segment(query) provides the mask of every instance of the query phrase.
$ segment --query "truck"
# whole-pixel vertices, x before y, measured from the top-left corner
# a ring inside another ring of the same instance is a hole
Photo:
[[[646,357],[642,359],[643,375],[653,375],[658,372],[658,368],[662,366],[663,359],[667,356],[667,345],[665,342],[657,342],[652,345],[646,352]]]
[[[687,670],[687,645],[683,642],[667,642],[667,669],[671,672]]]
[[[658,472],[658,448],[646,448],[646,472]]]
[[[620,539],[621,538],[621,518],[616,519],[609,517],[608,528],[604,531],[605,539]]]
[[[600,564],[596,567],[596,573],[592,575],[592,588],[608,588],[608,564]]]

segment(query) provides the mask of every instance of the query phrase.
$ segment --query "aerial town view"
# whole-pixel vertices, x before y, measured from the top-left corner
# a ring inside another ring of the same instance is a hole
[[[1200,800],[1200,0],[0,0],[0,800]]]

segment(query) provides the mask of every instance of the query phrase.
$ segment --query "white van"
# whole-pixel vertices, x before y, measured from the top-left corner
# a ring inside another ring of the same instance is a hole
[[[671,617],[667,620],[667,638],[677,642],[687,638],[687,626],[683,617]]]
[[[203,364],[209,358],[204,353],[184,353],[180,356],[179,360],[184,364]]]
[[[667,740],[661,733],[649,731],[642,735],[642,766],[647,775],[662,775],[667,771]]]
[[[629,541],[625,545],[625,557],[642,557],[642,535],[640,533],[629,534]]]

---------------

→ **About this task**
Restate all of the material exactly.

→ **Reply**
segment(query) provides the mask of every instance of the query phrase.
$ segment --query "truck"
# whole-pixel vertices, x before y, measured from the top-left corner
# a ring inside another ring of the same instance is a hole
Photo:
[[[646,357],[642,359],[643,375],[653,375],[658,372],[658,368],[662,366],[663,359],[667,356],[667,345],[665,342],[657,342],[652,345],[646,352]]]
[[[687,670],[687,645],[683,642],[667,642],[667,669],[671,672]]]
[[[658,472],[658,448],[646,448],[646,472]]]
[[[620,539],[621,538],[621,518],[616,519],[609,517],[608,528],[604,531],[605,539]]]
[[[600,564],[596,567],[596,573],[592,575],[592,588],[608,588],[608,564]]]

segment(query) provides the mask of every instance of the query phrase.
$ segment --query "aerial town view"
# whole-pixel vertices, x before y, measured from the top-left corner
# a ring inside another ring of the same instance is a hole
[[[1200,800],[1200,0],[0,0],[0,800]]]

segment(query) provides the mask of every instance of the query phrase.
$ segment --query "white van"
# whole-pixel vertices, x before y, measured from the top-left corner
# a ring inside another ring of the same instance is a hole
[[[671,617],[667,620],[667,638],[677,642],[687,638],[687,626],[683,617]]]
[[[203,364],[209,358],[204,353],[184,353],[180,356],[179,360],[184,364]]]
[[[667,740],[661,733],[649,731],[642,735],[642,766],[647,775],[662,775],[667,771]]]
[[[629,541],[625,545],[625,557],[642,557],[642,535],[640,533],[629,534]]]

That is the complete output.